■ Set problem:
Each entry here needs to be set down again exactly, please; pictures are left out.

_ _ _ _ _ _ _

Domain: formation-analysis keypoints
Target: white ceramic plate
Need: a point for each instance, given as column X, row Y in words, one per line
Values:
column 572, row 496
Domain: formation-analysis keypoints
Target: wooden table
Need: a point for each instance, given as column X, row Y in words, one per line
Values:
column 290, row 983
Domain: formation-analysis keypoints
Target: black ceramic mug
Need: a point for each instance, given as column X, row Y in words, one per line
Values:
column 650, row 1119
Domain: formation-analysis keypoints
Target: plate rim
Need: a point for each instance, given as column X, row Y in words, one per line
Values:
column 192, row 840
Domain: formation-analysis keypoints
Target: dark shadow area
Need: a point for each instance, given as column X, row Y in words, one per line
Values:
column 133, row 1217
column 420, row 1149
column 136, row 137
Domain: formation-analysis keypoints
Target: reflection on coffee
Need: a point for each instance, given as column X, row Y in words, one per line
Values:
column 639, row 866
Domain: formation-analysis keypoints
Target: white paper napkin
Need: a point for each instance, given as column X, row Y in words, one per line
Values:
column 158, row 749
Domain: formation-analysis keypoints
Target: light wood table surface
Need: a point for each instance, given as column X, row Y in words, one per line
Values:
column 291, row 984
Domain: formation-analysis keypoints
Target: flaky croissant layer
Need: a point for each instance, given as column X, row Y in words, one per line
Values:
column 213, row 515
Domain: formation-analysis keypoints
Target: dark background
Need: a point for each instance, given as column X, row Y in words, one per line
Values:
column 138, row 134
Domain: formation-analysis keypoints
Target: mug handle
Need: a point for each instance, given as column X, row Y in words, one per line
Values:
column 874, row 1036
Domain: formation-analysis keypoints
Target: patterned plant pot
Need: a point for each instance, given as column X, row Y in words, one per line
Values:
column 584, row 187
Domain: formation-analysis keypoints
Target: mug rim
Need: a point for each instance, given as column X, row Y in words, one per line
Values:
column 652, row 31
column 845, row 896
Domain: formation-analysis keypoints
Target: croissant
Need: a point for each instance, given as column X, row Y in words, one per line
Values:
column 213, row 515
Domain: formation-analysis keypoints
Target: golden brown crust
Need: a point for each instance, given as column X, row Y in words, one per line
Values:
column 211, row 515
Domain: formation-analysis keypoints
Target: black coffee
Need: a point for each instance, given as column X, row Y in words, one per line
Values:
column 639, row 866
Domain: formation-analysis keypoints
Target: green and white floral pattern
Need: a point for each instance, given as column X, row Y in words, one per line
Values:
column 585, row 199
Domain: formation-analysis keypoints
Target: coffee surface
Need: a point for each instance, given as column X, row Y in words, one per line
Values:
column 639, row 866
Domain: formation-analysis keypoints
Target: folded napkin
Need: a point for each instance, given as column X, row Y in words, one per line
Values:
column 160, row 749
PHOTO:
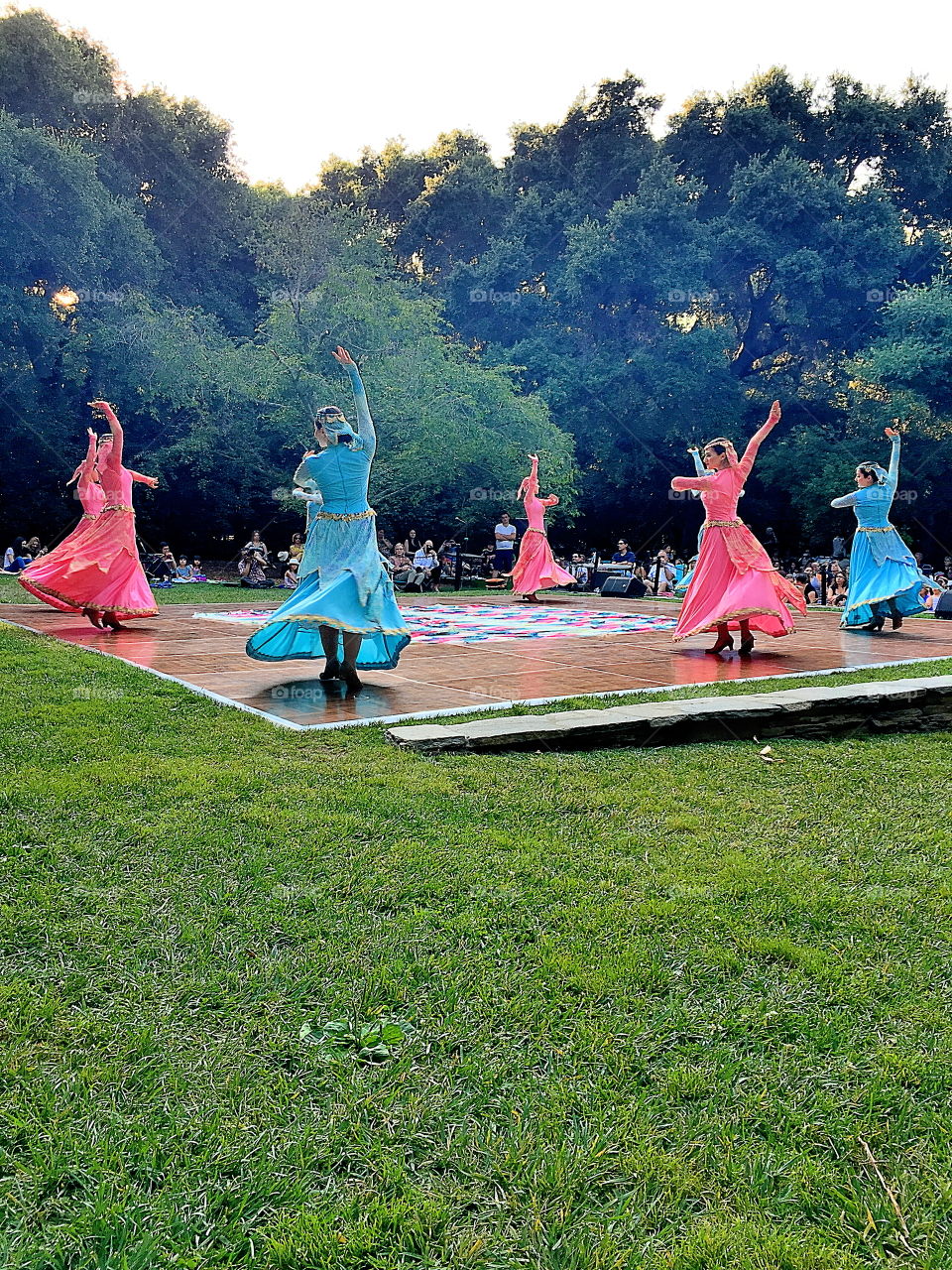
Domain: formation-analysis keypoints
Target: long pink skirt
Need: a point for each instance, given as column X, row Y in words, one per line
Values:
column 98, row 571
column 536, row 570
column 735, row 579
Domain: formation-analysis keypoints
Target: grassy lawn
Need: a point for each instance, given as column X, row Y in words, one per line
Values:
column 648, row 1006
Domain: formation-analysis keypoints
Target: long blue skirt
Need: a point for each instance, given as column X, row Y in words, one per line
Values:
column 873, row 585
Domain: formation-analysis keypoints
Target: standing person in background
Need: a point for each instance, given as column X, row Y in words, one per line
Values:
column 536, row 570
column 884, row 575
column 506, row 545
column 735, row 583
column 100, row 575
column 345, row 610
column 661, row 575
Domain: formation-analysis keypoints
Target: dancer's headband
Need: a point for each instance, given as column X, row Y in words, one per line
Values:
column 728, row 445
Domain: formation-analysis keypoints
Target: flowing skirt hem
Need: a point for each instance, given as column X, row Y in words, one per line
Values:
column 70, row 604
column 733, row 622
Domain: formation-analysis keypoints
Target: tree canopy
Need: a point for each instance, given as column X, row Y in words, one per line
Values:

_ _ _ _ _ _ _

■ Final result:
Domain: formation-analysis keypoints
Target: white ceramic plate
Need: a point for each instance, given as column X, row Y in words, one per line
Values:
column 572, row 496
Domain: formation-analysis keypoints
Target: wooden table
Need: a point for each instance, given as column X, row Y in words, one per line
Values:
column 290, row 983
Domain: formation-analysis keypoints
Target: black ceramic mug
Need: a point for each instance, given as column X, row Y in words, one per line
Values:
column 650, row 1119
Domain: formation-analysis keypoints
Target: plate rim
Need: a point for each instance, given as column X, row Y in words, one per line
Values:
column 192, row 840
Domain: formation-analysis keypoints
Target: dark shadow area
Need: a point for each instance, given as column X, row Y in words, one per line
Values:
column 133, row 1217
column 420, row 1149
column 136, row 137
Domain: formation-analysis keypoints
Target: reflection on coffee
Need: a point for each instance, given as column X, row Y in words, one per line
Values:
column 639, row 866
Domain: formation-analysis keypoints
Target: white paper napkin
Need: a point for each instance, given as column X, row Y in words, one per line
Values:
column 158, row 749
Domain: formation-analysis keypoints
Target: light wood table surface
Need: a point for each instance, given as column X, row Y in words, one per line
Values:
column 291, row 984
Domain: formation-analysis keypoints
Target: flaky croissant layer
Need: a point for each instance, given as column X, row Y in words, one per line
Values:
column 213, row 515
Domain: formation-analysis keypoints
Target: dark background
Need: a point for each instance, given as column X, row Y in words, one per line
Values:
column 138, row 134
Domain: formation-analysis keypoints
Target: mug handle
Need: a point for each instance, given as column X, row Y in words, one per line
Values:
column 874, row 1036
Domain: formation-analysis keypoints
Target: patterned plant pot
Need: a point for each instance, given as column X, row Y in words, one per line
Values:
column 584, row 187
Domain: formation-analysis keypoints
Target: mug rim
Need: a point for each instance, given as column X, row Y in words, one per line
Values:
column 652, row 31
column 845, row 896
Domain: formation-analysis keypoints
Target: croissant
Need: a point for each instance, given as column X, row Y in words, one per line
Values:
column 213, row 515
Domain: formation-analysis keypoints
Target: golden brown crust
Need: a point for each instance, given as column X, row Y in words, one per line
Values:
column 211, row 515
Domain: formation-analysis keypoints
Target: black coffee
Need: a point for each instance, given as column X, row Y in words, one per line
Values:
column 639, row 866
Domain: formation-analysis keypoints
Target: green and white floral pattern
Need: a point for each instance, given as column X, row Y in words, one per line
Values:
column 585, row 199
Domain: formation-analysis keypoints
Target: coffee surface
Need: a point for each instance, given as column X, row Y in words, one per line
Values:
column 639, row 866
Domain: formation-analysis keypoints
Target: folded napkin
Need: a point for each instance, given as column X, row Y in words, one per line
Values:
column 160, row 749
PHOTO:
Domain: formation-analysis keypoints
Target: long pink skirt
Need: a point for each instance, given as column X, row Y in words, one per line
Values:
column 98, row 571
column 536, row 570
column 735, row 579
Domain: formation-analysis keypoints
Target: grassy lawn
Need: a point for each instance, given as column X, row Y in words, one per line
Values:
column 648, row 1006
Domain: formation-analysis keypoints
Target: long blue skirt
Need: a point for each instance, given as column X, row Y in words, one per line
Values:
column 873, row 585
Domain: formation-analysis keypoints
Target: standing person in background
Need: a point for each instance, given as column X, row Y in words, one per line
Values:
column 536, row 570
column 884, row 575
column 506, row 545
column 735, row 583
column 100, row 575
column 345, row 610
column 661, row 575
Domain: formation-analysis keypoints
Target: dancer's headband
Need: a point for each instance, given as column X, row Y in words, one per line
Values:
column 728, row 445
Domain: formation-analysis keypoints
Target: flowing skirt hem
Need: a point for each instance, given as column X, row Y in words, one per line
Values:
column 70, row 604
column 733, row 622
Domain: formation-analysis keypoints
Target: tree canopy
Need: a point for each instance, given as column X, row Y in words, one per line
Values:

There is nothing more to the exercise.